**PROBLEM DETAILS**
Return the lines below that contain the word "front".

**Referring expression data**
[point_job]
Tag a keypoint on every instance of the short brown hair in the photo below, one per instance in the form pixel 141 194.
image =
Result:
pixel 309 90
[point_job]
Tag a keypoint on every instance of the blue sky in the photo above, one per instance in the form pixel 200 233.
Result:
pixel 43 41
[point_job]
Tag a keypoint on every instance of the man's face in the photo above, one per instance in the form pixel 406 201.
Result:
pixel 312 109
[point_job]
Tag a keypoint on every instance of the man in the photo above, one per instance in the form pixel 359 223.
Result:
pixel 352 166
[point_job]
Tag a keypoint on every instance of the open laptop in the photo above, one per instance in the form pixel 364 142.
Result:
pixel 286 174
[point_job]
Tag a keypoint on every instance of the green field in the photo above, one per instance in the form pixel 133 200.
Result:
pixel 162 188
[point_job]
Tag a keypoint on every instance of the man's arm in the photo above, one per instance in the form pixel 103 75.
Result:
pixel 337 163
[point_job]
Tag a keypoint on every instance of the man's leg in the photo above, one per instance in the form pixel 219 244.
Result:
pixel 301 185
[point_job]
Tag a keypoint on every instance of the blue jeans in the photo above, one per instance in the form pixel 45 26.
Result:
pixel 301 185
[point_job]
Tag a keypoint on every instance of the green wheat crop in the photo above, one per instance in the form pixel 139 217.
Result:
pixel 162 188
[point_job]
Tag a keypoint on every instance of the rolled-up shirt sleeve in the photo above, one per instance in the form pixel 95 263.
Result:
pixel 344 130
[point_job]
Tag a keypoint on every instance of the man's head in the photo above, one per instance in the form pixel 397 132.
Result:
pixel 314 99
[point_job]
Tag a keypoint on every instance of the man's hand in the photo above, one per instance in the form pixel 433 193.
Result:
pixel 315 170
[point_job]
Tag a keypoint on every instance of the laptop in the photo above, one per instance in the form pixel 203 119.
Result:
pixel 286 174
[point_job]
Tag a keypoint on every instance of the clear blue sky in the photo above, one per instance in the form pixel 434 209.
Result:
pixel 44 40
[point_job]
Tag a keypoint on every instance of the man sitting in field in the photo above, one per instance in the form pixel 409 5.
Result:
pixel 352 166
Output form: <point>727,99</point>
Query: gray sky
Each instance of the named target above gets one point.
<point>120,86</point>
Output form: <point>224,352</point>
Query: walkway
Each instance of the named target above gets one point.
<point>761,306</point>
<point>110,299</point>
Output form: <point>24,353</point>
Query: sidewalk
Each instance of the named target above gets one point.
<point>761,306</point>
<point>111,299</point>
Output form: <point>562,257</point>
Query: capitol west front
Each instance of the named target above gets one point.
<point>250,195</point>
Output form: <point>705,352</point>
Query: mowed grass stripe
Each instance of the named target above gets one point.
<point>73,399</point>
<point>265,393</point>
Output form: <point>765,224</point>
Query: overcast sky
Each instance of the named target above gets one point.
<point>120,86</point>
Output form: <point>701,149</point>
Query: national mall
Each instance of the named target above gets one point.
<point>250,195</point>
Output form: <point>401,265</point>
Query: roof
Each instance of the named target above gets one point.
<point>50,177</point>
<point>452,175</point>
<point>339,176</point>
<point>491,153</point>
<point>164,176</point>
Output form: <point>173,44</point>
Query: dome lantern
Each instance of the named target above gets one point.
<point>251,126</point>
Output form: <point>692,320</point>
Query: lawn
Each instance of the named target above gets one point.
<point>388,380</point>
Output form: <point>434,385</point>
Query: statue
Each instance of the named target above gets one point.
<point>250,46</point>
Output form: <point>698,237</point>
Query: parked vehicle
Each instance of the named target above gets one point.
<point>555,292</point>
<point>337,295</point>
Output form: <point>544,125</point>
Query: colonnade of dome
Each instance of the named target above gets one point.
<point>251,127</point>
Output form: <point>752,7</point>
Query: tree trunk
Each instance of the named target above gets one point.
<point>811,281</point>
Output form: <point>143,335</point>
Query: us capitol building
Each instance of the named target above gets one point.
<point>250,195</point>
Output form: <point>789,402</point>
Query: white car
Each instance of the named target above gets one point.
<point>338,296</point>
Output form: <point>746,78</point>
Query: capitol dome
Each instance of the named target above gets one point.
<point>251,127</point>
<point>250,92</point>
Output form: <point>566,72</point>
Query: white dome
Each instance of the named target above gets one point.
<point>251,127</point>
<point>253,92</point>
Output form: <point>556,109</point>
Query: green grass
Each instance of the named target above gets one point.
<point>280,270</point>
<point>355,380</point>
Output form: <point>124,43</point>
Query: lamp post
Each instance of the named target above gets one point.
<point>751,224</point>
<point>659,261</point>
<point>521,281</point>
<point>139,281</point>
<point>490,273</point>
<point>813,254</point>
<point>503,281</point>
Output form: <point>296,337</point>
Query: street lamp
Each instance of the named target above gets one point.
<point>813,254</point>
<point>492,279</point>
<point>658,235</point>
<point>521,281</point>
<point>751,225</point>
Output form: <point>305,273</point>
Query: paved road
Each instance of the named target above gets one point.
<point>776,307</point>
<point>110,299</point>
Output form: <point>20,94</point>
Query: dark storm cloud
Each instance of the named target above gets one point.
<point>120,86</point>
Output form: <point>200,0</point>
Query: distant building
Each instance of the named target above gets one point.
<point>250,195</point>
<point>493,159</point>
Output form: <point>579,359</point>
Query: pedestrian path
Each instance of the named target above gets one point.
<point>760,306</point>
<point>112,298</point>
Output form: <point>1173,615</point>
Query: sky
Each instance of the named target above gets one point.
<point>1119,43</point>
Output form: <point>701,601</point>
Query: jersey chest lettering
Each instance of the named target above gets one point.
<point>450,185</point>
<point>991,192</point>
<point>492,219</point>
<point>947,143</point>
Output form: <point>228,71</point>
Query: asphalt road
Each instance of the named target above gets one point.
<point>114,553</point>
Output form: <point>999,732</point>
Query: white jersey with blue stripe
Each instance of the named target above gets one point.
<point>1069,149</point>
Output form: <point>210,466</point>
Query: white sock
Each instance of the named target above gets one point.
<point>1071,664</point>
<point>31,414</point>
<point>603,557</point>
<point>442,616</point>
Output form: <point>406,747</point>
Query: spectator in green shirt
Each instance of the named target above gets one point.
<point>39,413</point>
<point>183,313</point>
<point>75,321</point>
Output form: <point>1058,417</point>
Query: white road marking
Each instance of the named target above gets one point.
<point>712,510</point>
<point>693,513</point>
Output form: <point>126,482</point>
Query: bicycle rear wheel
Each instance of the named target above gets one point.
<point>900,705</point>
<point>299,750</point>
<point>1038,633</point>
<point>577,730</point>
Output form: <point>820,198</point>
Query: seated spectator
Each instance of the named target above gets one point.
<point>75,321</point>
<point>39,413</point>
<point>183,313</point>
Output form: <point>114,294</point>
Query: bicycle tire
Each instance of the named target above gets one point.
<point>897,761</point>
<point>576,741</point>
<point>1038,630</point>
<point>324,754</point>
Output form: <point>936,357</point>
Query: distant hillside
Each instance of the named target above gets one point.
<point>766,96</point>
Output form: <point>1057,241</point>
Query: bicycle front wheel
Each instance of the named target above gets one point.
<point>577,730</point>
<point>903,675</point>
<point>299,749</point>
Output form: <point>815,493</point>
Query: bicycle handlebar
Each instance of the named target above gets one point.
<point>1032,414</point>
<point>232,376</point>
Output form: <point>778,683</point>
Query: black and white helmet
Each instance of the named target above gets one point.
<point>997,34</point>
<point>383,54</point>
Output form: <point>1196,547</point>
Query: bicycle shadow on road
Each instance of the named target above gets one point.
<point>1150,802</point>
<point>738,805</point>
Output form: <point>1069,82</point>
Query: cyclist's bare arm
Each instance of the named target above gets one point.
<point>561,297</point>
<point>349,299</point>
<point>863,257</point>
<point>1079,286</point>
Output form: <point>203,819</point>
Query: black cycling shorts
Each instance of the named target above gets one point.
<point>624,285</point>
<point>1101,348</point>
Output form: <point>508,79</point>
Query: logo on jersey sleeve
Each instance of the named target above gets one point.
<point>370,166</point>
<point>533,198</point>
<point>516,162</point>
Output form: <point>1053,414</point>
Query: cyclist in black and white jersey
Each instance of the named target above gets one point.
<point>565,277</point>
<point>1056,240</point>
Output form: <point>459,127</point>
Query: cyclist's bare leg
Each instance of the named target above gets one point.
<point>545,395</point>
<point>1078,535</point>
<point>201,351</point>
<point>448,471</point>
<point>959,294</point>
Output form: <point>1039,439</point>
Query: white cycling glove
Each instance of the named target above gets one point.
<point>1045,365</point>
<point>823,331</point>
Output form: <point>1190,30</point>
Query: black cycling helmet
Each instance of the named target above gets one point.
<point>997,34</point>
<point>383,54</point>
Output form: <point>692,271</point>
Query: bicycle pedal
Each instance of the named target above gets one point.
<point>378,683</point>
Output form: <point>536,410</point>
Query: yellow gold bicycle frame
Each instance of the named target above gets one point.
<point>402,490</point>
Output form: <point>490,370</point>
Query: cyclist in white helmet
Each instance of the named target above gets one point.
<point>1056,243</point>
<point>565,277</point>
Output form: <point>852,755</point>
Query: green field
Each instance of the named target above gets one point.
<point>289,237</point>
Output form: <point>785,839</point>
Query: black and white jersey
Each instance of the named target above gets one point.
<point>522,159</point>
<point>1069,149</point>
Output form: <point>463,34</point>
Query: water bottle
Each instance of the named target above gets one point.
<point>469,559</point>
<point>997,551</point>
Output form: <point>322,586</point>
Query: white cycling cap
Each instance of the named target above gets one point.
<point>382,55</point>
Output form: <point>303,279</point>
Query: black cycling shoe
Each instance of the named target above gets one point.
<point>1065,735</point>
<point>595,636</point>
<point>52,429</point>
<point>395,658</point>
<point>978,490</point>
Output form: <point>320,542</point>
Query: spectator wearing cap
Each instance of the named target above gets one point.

**EXERCISE ANSWER**
Query: capitol west front
Query: bicycle front wheel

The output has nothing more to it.